Posted in agent, canada, crime, news | Tagged: , , , , , , , , , , , , , , , , , | 6 Comments »

The freedom to dream, the courage to belong

Posted by E on July 13, 2011

 

I guess you can chalk me up as an aspiring, unpublished hack. You know, like 99% of artists out there reading this post 😉 A hack who’s part of this ever-changing world we live in, and who knows more than my fair share about the business. So having said all that, you know what kills me? I’ve accepted that I’m never going to be the next hot new bestselling writer out there. That I’m not going to make much more than minimal wage, and that’s taking into account the artist bursaries I may occasionally win. But the thing that kills me, more than the non-existent fame and fortune all of us writers secretly hope to stumble into, more than anything, is the knowledge that I will never be able to walk into a bookstore and see my book on a shelf.

This image has haunted me since I was a little girl. It has propelled and encouraged me to take my dreams of writing stories and make them unfold from hunches, intermittent thoughts, stray words, into something that takes a life of its own. It’s this dream, this vision of my books on a shelf or on a store display under the Staff Picks section, that hurts the most to let go. To know that everything I have done in my life, all the hard work I’ve put into creating these manuscripts, means nothing at all.

Yes, bad writers self-publish all the time. Breathtakingly mediocre manuscripts get uploaded onto Kindle at every hour of every day. That was my assumption when I first encountered the notion of self-publishing, when I secretly dismissed self-published authors as untalented hacks who couldn’t earn their stripes in the real literary world.
• • •
## Written task A
In the blog post about writing, what image has haunted the writer since childhood?
The text and the records have nothing to do with each other.
• • •
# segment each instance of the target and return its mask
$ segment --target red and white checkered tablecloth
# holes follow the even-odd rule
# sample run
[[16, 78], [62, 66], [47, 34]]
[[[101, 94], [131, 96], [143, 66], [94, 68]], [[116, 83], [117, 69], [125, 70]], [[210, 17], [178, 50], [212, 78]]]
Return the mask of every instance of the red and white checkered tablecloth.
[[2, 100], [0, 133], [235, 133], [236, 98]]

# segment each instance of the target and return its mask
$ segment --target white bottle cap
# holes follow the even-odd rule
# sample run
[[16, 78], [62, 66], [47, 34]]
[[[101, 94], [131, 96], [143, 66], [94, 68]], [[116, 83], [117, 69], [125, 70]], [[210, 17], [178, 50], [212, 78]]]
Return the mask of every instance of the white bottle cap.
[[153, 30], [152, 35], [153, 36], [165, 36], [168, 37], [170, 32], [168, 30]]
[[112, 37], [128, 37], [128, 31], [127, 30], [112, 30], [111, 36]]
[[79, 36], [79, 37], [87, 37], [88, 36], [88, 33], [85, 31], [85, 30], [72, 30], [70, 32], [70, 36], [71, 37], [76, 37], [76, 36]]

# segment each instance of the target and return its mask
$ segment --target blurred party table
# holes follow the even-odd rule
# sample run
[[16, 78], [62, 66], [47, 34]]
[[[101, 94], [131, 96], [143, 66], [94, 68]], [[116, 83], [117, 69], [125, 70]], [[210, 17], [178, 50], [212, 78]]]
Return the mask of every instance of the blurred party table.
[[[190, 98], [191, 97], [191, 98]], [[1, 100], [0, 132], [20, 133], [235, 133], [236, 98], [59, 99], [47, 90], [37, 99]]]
• • •
## Written task B
Copy out the records from their first line through the line containing "[[2, 100], [0, 133], [235, 133], [236, 98]]", including both ends.

## Task answer A
The image of the writer's own book on a bookstore shelf.

## Task answer B
# segment each instance of the target and return its mask
$ segment --target red and white checkered tablecloth
# holes follow the even-odd rule
# sample run
[[16, 78], [62, 66], [47, 34]]
[[[101, 94], [131, 96], [143, 66], [94, 68]], [[116, 83], [117, 69], [125, 70]], [[210, 17], [178, 50], [212, 78]]]
Return the mask of every instance of the red and white checkered tablecloth.
[[2, 100], [0, 133], [235, 133], [236, 98]]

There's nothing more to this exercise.